What the exercise asks
Go through the records, and copy each line in which the string "covered" is present.

[Exercise inputs — start]

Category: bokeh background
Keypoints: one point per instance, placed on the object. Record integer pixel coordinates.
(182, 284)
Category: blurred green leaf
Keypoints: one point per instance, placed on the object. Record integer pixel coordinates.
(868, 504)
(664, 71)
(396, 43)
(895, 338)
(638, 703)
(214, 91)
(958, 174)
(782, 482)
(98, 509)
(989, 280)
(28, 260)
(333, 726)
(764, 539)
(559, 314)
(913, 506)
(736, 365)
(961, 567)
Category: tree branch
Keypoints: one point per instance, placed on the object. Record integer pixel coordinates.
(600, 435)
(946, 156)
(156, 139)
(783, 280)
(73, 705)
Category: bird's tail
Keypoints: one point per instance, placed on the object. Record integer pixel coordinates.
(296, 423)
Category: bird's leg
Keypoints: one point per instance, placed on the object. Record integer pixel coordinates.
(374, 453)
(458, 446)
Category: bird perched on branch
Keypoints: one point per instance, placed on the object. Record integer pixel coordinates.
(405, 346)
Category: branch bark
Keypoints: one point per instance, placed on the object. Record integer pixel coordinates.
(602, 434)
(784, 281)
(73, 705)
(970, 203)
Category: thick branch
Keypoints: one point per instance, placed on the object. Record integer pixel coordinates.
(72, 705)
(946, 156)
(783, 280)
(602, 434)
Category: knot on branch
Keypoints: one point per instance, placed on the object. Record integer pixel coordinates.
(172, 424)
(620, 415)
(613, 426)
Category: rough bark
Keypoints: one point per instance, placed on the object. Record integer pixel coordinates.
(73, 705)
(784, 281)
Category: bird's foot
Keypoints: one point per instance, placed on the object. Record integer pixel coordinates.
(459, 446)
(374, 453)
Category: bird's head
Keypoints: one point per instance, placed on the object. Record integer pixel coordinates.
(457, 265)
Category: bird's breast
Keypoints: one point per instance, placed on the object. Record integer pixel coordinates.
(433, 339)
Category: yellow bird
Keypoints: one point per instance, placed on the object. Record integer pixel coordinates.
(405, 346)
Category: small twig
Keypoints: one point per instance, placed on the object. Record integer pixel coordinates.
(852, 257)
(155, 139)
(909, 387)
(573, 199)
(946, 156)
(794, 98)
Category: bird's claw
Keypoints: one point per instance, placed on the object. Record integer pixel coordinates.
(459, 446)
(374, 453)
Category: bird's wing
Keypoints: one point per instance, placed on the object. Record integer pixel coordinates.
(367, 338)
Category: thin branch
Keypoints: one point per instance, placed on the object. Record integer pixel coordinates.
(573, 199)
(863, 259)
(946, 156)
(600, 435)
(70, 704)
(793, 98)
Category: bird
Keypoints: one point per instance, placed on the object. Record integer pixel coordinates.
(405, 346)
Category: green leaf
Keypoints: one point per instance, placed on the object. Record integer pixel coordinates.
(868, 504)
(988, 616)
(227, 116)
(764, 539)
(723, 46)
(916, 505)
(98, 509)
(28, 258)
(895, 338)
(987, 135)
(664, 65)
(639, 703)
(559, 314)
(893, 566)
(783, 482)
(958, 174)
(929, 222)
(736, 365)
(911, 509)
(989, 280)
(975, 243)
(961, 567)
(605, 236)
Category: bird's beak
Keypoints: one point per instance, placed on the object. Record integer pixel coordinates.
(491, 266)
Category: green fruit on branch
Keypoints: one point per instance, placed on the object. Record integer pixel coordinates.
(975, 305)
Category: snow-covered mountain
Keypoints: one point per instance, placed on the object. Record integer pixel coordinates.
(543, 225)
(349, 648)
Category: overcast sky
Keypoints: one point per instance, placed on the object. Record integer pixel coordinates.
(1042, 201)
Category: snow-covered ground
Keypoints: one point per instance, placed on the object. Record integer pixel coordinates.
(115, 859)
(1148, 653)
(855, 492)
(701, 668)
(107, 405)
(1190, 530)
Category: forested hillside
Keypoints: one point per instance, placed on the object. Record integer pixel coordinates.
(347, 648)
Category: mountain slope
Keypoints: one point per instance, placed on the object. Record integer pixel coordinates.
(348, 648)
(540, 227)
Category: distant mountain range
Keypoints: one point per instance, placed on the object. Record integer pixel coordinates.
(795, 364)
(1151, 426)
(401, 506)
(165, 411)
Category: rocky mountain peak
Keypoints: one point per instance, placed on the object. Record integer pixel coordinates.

[Exercise inputs — finish]

Your response
Category: snow-covered mountain
Category: snow-covered ground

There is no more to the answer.